Which lines of the data contain the string "tree"? Copy every one.

• • • • • • •

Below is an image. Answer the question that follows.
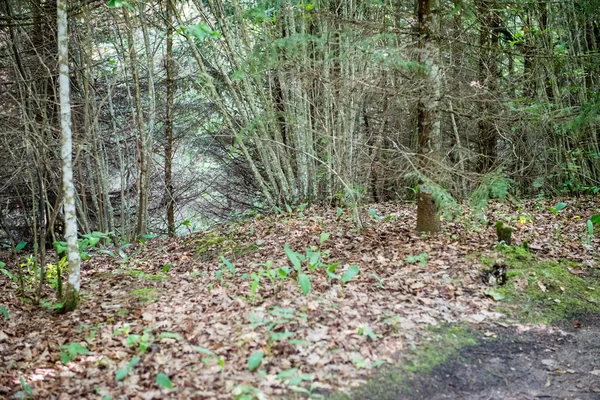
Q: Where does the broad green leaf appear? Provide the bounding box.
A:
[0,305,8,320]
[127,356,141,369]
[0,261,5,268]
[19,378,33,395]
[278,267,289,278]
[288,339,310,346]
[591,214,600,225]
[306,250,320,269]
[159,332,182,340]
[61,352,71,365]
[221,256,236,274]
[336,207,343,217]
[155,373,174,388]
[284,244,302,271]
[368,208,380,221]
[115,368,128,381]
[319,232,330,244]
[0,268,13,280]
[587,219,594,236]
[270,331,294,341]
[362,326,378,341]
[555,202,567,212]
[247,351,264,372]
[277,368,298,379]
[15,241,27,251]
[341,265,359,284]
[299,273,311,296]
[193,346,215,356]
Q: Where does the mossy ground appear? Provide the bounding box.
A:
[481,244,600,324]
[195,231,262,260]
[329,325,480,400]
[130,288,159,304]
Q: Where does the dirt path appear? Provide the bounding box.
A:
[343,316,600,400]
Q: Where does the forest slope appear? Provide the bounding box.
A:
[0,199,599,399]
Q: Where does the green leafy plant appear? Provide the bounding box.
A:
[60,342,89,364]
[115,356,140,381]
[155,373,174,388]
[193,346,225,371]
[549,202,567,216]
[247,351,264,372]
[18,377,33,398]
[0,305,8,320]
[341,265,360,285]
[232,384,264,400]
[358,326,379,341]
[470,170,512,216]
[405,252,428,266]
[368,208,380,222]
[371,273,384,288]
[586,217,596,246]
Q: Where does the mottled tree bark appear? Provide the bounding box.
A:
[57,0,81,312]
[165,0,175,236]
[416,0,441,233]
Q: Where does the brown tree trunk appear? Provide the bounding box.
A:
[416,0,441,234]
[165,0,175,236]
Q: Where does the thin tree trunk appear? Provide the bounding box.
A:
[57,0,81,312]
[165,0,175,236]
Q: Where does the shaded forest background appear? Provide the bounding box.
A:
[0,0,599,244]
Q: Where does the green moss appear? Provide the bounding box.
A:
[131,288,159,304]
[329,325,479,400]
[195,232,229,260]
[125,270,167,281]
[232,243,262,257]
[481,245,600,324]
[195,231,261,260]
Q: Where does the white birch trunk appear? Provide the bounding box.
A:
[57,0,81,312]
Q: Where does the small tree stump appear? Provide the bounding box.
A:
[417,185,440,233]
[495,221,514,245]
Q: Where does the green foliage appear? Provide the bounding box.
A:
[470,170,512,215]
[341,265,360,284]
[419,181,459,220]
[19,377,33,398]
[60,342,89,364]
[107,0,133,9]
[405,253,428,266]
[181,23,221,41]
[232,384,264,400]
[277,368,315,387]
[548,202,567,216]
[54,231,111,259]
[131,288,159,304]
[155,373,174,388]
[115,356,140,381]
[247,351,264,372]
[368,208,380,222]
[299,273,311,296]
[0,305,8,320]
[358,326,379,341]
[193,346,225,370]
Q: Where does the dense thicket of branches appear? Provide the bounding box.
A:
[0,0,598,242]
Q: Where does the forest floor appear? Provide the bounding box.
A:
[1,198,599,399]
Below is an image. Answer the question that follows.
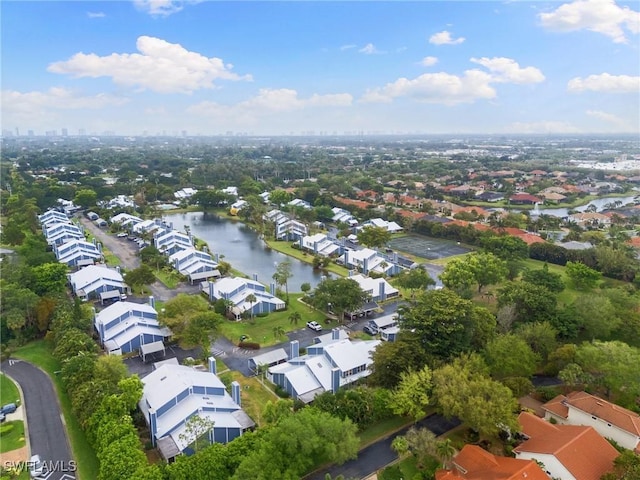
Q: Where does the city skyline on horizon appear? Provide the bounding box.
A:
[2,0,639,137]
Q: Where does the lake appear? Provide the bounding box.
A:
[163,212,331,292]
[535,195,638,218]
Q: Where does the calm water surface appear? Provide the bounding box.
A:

• • • • • • •

§ Response to the task:
Q: Where does the mottled tree bark appear? Provide the bounding box.
Q: Where does the brown tree trunk appear? Provide the bounding box.
Q: Where does the thin tree trunk appear? Provide the bounding box.
Q: Where does the small tree stump appear? Provide the bounding box.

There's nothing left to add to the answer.